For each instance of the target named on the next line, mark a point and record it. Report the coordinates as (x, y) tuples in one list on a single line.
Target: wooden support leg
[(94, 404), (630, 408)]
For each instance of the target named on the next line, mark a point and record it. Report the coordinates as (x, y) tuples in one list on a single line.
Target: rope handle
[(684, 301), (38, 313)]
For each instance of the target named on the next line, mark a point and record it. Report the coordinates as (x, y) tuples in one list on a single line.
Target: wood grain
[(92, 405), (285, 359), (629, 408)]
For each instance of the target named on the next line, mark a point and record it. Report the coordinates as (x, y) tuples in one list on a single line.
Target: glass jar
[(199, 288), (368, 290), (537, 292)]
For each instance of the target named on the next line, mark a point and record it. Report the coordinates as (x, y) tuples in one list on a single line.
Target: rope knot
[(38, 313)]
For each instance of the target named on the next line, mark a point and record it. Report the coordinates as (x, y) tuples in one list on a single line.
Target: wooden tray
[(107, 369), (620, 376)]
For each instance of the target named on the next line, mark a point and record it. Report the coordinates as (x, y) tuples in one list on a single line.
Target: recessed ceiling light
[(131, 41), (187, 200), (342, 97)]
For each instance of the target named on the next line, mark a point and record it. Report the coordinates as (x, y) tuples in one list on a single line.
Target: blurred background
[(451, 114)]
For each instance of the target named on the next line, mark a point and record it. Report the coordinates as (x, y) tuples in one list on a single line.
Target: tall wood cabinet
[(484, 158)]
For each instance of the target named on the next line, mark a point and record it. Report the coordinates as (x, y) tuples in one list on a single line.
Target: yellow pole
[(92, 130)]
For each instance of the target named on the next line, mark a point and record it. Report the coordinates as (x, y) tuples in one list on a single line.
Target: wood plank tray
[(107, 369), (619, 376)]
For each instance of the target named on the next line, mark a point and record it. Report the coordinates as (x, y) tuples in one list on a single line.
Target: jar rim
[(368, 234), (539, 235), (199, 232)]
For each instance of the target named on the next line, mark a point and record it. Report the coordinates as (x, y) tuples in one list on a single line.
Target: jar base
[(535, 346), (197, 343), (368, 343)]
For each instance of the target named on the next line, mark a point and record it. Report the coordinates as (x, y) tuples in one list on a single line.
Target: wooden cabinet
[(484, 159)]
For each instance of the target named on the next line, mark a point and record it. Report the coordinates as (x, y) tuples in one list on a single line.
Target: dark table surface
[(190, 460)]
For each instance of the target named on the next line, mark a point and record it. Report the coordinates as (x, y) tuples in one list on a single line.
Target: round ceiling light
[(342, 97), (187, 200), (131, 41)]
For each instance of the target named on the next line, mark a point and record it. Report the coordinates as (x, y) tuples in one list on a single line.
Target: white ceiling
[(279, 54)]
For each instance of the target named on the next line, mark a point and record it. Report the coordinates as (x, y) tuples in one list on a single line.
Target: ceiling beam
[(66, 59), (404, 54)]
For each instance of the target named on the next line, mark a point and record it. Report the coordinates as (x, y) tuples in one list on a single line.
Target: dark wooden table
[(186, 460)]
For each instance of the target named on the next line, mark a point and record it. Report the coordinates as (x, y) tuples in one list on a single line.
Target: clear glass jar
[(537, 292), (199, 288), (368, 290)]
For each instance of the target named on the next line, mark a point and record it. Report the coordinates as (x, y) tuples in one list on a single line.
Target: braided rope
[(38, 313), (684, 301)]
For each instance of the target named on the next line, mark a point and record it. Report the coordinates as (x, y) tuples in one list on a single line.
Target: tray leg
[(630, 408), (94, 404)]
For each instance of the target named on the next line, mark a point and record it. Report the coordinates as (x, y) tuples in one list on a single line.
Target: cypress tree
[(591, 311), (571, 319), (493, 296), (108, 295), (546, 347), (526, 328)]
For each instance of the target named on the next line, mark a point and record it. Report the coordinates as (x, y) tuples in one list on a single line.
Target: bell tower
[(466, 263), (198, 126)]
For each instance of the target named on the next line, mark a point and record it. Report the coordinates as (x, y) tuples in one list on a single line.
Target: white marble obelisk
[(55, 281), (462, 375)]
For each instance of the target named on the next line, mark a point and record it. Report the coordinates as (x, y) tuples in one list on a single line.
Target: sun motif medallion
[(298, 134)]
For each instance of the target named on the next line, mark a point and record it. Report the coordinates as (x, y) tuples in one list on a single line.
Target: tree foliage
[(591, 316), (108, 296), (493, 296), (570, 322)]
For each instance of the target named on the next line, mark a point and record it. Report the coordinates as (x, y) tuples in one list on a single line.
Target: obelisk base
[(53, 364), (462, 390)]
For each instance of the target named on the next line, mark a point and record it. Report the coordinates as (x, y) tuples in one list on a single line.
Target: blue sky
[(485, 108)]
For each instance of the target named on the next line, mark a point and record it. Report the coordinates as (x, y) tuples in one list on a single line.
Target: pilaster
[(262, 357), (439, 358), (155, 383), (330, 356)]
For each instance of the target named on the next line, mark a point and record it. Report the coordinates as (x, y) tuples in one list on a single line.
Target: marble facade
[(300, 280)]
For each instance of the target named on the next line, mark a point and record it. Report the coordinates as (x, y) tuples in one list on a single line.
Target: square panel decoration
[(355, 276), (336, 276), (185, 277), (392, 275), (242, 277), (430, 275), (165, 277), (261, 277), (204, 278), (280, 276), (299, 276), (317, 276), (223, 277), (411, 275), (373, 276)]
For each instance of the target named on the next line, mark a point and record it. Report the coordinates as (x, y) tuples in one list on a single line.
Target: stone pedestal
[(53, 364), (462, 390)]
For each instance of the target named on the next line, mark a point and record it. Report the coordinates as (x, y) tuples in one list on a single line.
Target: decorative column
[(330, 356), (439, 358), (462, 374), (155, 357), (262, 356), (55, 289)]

====

## PROBLEMA
Reescribe las líneas que van desde el inicio de los ítems hasta la que contiene "[(94, 404), (630, 408)]", ambas incluidas, y cambia "wooden" por "metal" sin alterar nada más.

## RESULTADO
For each instance of the target named on the next line, mark a point and record it. Report the coordinates as (x, y) tuples in one list on a single line.
Target: metal support leg
[(94, 404), (630, 408)]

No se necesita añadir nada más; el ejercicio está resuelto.